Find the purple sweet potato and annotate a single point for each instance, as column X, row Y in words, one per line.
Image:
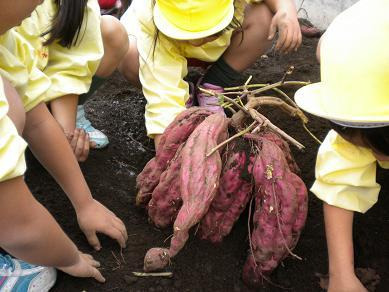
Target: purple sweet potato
column 175, row 134
column 199, row 176
column 233, row 194
column 281, row 143
column 276, row 212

**TASK**
Repeat every item above verbatim, and leave the pictures out of your answer.

**ANSWER FOR THE TASK**
Find the purple sweet potato and annotate a single point for each instance, as column X, row Y in words, one per line.
Image:
Target: purple sweet potato
column 175, row 134
column 199, row 176
column 233, row 194
column 281, row 143
column 276, row 212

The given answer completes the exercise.